_Provided text:_
++++++++++
[ARC5] 1155

Geoff geoffrey at jeremy.mv.com
Sun Jul 8 13:01:30 EDT 2012


----- Original Message ----- 
From: "Mike Morrow" <kk5f at earthlink.net>
To: <arc5 at mailman.qth.net>
Sent: Saturday, July 07, 2012 11:09 PM
Subject: Re: [ARC5] 1155


>I wrote:
>
>> ...the UK helped get the USA away from attraction to its marginally 
>> effective
>> MF/HF command sets to VHF.
>
> Geoff wrote:
>
>> I think not as VHF has severe distance limits that only HF could cover.
>> Both had their purpose and were widely used with excellent results by US
>> forces.
>
> What we've got here is...failure to communicate.


Not really, there is a big difference between book reading and combat needs

>
> My statement above clearly indicates its application to *COMMAND* sets,
> not liaison sets.
>
> Command sets are used for plane-to-plane communication in formation,
> and for short range communication to air fields on departure and
> approach.

As it says in the book


>
> With respect to those "severe distance limits", the operating instructions
> for many US VHF sets contain a graph of line-of-sight-to-ground range
> at VHF frequencies.  The one in the 1944 AN/ARC-1 manual indicates the
> range to be greater than 200 miles for an aircraft at 30000 feet.
> Many of us have used two-meter FM HTs to talk with someone flying
> at 30000 feet several states away.  It's not theory...it's real.


Then I suppose all pilots stayed at high altitudes in your view of things.

What about crippled planes, those seperated from their group by weather or 
combat? Were they supposed to simply "deal with it"

I suppose that Spitfire pilot of the plane recently discovered in the desert 
died happily knowing that he likely could have been rescued if a real radio 
was available, and it wouldnt have been VHF.

Im not into HT's and rubber duckies but I have worked extreme distances on 
2M SSB with planes and also AM in earler days.
++++++++++
_Input data:_
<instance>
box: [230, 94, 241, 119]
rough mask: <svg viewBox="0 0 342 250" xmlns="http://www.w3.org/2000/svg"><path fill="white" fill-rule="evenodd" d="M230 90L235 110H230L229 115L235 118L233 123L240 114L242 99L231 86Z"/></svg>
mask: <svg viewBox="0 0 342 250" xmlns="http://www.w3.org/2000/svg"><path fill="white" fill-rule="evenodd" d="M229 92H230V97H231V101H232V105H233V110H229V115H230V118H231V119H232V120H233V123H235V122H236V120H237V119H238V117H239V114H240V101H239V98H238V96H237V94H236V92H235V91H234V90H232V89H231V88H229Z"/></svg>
++++++++++
_Explore the material:_
1. In the mailing-list post on command sets, print everything from "As it says in" down to "not theory...it's real.".
2. Carry on the mailing-list post about WWII command radios from where it stops.

_Replies:_
1.
As it says in the book


>
> With respect to those "severe distance limits", the operating instructions
> for many US VHF sets contain a graph of line-of-sight-to-ground range
> at VHF frequencies.  The one in the 1944 AN/ARC-1 manual indicates the
> range to be greater than 200 miles for an aircraft at 30000 feet.
> Many of us have used two-meter FM HTs to talk with someone flying
> at 30000 feet several states away.  It's not theory...it's real.

2.
.
>
> The command set function has always been better served by VHF (or UHF)
> equipment.


Generally that is correct and when things go according to plan. And in later 
years as equipment improved it certainly was superior.


No one has ever cited a credible condition where, if
> VHF sets *had* been available, they would not have better served the
> command set function than MF/HF sets.  The UK helped to bring
> the US forces into that realization.  I challenge anyone to find a
> pilot's memoir that bemoans the replacement of the SCR-274-N gear
> with the SCR-522-A.  Pilot praise for the SCR-522-A and the later
> AN/ARC-3, expressed as great preference for the "push button" rather
> than the "coffee grinder" command sets, can be found with little
> difficulty.

As long as pilots could communicate with their limited number of VHF 
channels they were happy. Granted that changing frequencies on the fly with 
ARC-5/SCR HF gear was no fun but if channelized sets had been available it 
may have been a different story.
Nothing was even close to ideal during WW2.


>
>> I also understand that the UK outfitted some of their aircraft with
>> better performing US HF gear so they wouldnt get lost on long flights.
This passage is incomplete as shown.